In my community, the choice was either teacher or doctor. These were the only two choices my family would respect.  The cultural pressure was tremendous. I chose doctor, of course!”

She had lost one of her sisters, “Rihana,” to fulminant hepatic failure. That drew her to the field of Gastroenterology/Hepatology research. This line of work led her to attend global conferences to pursue the advancement of the study of diseases around the globe.

Eventually, her life story brought her to the US.

It was my destiny. Mom let me go to New England. In time, I had so many different unique experiences in the healthcare field that made me remember why I went into medicine in the first place – to make a difference! This position at Ritter Center is a calling. Healthcare is so complicated in the US. After talking to the staff at Ritter Center, I knew that this fit my passion and my life’s dream of starting a holistic clinic. 

I needed to escape the demanding pace and pressure of medicine where metrics rule the day. I wasn’t getting enough time to make a difference. I couldn’t talk to patients or think about them in the ways I wanted to, which is the key difference. Half the disease is cured by talking to the patients. I need time to understand them as individuals and to prescribe alternative modalities like diet, exercise, yoga, and meditation. I have benefitted from these alternative therapies by my struggles with an autoimmune disease.

By incorporating a holistic approach to what I learned in my own life, I can share this with others. I can actively listen. I can take the time to understand what is going on in their life. I can resist the demands of labeling and instead work to identify the triggers.

Provided material ->
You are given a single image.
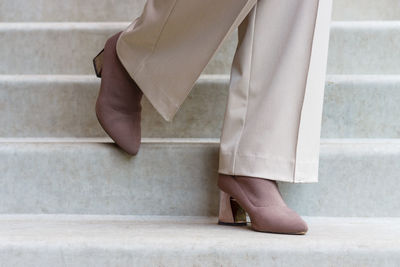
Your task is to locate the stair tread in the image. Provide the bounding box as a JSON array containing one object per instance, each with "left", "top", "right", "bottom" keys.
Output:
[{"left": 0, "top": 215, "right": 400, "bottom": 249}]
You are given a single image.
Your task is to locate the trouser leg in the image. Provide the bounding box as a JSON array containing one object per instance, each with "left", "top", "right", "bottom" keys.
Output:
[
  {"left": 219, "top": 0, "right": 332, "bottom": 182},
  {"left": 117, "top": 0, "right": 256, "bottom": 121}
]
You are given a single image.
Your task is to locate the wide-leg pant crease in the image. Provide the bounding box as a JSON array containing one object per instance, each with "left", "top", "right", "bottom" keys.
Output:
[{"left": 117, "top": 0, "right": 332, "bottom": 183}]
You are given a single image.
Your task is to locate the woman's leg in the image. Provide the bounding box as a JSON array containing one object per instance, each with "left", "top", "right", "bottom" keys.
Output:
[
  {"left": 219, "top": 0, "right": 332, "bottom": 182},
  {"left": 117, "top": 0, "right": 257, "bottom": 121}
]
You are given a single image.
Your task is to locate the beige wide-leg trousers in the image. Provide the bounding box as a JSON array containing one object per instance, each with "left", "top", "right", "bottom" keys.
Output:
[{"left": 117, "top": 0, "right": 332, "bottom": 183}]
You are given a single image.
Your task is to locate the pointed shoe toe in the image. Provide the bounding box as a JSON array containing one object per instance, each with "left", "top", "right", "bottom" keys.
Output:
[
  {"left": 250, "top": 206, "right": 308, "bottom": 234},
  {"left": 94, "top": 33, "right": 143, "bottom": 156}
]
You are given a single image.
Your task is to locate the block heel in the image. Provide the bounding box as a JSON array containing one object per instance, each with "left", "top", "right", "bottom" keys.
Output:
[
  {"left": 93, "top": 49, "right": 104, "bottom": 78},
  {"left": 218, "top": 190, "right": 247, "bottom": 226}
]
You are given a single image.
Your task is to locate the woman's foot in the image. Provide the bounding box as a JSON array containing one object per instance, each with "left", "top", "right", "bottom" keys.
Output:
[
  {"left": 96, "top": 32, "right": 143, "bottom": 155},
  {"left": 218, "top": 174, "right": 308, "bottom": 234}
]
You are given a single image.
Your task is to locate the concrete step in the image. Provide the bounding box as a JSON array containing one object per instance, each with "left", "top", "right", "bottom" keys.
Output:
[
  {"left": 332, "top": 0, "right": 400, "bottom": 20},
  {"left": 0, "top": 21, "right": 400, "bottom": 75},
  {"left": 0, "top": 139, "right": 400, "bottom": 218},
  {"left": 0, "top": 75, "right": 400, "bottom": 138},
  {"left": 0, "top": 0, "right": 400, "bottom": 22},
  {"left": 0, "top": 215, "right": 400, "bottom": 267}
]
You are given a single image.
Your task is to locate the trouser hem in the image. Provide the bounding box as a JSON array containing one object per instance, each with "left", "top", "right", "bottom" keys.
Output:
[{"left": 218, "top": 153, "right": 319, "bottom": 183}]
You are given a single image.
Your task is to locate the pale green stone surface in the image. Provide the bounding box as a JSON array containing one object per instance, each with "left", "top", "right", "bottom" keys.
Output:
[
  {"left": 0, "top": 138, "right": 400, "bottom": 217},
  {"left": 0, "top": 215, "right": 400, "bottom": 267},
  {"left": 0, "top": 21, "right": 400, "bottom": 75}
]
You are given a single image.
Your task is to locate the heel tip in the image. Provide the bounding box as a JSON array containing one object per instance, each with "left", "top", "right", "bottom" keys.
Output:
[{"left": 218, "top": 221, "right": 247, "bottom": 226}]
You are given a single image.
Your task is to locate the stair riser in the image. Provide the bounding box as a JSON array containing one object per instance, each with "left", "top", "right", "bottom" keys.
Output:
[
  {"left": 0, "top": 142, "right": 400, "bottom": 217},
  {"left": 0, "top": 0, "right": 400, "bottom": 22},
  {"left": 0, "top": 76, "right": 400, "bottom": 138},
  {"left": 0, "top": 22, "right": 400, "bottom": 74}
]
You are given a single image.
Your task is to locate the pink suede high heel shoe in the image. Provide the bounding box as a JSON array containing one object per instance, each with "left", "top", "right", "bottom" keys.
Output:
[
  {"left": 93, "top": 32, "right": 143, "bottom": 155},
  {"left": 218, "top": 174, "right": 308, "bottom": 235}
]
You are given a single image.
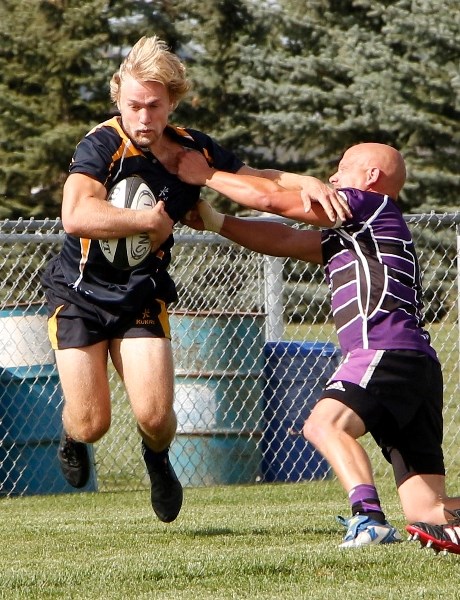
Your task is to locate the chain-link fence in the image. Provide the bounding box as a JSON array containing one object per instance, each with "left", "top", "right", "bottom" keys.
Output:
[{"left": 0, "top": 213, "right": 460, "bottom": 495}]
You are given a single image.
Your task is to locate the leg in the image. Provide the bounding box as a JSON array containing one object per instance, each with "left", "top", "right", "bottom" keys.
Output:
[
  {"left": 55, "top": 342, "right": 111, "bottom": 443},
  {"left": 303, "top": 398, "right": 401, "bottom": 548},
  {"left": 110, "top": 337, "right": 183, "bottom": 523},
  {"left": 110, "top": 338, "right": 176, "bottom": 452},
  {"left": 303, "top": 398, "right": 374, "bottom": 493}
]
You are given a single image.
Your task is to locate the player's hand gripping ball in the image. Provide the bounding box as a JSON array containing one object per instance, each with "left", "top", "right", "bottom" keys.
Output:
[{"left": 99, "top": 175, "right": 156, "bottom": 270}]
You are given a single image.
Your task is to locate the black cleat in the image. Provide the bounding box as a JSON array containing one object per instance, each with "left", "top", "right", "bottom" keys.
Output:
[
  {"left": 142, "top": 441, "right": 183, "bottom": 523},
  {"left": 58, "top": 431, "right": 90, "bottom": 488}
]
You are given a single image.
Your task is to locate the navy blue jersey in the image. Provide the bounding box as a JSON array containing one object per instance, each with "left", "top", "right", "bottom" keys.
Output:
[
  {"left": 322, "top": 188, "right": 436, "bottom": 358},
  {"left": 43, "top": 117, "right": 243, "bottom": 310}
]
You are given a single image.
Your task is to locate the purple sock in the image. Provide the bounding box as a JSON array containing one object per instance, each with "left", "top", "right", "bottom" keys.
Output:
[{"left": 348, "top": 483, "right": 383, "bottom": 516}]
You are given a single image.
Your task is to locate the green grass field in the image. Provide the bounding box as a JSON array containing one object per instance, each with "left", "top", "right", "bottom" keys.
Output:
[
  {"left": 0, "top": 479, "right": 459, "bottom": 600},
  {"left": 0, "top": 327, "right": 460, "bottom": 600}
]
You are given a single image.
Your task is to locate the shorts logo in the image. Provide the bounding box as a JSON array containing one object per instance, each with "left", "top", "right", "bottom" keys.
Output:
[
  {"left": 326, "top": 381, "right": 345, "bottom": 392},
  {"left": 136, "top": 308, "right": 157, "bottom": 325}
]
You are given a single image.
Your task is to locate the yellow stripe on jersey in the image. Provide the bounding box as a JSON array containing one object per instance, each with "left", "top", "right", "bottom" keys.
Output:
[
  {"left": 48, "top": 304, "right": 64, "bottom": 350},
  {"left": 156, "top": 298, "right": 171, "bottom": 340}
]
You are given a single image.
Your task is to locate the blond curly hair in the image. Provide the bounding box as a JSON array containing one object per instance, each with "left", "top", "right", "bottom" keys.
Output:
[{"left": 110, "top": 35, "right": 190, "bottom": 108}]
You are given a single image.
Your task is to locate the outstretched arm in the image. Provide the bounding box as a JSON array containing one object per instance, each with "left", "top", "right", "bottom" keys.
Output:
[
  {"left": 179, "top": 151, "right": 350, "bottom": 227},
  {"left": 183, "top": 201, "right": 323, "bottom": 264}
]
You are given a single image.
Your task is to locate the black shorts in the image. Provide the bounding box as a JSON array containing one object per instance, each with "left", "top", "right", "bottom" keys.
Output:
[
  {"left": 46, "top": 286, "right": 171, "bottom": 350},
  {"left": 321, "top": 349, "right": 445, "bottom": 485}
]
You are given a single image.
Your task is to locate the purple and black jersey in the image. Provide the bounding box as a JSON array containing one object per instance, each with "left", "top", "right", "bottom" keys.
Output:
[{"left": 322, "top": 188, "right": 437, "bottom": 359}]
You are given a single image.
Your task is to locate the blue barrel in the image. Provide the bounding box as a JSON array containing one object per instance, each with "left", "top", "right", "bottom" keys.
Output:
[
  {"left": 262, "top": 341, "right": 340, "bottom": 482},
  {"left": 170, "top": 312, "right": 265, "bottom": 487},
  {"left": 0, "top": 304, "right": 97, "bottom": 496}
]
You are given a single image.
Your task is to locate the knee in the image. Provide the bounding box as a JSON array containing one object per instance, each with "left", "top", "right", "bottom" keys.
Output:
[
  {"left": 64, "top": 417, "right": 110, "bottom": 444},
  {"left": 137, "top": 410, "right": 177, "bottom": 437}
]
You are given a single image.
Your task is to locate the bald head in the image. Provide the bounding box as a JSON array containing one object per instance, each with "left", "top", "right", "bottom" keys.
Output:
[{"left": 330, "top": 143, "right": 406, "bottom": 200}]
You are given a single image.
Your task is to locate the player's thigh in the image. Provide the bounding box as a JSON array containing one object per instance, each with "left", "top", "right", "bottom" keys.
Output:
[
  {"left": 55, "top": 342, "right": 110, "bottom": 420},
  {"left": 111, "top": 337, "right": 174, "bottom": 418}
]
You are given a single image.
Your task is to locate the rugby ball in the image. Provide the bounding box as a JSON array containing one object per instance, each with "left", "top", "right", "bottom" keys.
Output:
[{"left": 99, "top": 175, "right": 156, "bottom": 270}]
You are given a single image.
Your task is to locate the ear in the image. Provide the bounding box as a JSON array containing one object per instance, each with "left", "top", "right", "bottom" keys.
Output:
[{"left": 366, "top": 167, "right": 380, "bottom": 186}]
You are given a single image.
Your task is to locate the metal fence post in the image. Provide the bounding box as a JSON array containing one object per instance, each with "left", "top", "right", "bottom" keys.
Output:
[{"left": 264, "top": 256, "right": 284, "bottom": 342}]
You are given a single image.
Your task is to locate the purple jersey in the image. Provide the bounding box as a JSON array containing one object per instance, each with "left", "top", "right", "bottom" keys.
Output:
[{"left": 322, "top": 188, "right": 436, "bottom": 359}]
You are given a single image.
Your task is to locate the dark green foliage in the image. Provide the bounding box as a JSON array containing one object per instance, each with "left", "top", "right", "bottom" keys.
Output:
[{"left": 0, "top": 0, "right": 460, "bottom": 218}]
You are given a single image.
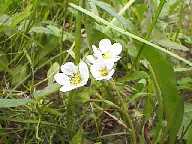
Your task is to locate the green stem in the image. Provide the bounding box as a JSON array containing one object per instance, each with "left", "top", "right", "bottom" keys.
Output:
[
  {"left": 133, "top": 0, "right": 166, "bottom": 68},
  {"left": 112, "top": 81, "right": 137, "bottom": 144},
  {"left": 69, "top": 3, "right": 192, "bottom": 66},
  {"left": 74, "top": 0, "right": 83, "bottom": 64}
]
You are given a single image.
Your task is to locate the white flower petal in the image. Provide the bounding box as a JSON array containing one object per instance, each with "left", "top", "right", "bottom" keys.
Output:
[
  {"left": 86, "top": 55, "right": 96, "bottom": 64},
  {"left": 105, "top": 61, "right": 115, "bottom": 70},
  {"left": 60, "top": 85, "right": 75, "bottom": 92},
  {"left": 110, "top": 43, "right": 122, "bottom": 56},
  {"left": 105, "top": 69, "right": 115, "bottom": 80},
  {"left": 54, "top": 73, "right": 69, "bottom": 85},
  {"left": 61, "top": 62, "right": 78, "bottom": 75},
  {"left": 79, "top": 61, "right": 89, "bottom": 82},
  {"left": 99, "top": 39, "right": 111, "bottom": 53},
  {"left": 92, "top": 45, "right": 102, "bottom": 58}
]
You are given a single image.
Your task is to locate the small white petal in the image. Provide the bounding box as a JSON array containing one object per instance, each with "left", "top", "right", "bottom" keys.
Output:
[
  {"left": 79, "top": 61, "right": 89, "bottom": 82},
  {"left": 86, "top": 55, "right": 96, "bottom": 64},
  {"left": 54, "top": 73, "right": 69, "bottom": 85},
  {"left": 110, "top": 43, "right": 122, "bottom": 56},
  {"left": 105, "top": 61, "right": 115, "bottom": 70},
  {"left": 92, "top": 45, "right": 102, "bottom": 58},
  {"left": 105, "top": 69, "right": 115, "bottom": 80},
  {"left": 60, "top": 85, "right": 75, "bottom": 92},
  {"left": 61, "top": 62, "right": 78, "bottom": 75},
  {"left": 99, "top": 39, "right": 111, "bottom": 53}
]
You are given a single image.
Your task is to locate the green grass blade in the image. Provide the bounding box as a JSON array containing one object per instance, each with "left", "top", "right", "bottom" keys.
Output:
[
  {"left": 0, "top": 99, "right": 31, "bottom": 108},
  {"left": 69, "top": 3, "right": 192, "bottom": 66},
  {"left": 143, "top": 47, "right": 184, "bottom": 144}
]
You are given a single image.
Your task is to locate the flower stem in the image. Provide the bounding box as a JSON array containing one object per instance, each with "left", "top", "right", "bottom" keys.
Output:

Required action -> Do these statements agree with the doctor's profile? 1. Her family would respect only two careers. 2. Losing her sister drew her to cardiology research. 3. She says half the disease is cured by prescribing medication. The entries have nothing to do with what follows.

Exercise answer ->
1. Yes: "These were the only two choices my family would respect."
2. No: "That drew her to the field of Gastroenterology/Hepatology research."
3. No: "Half the disease is cured by talking to the patients."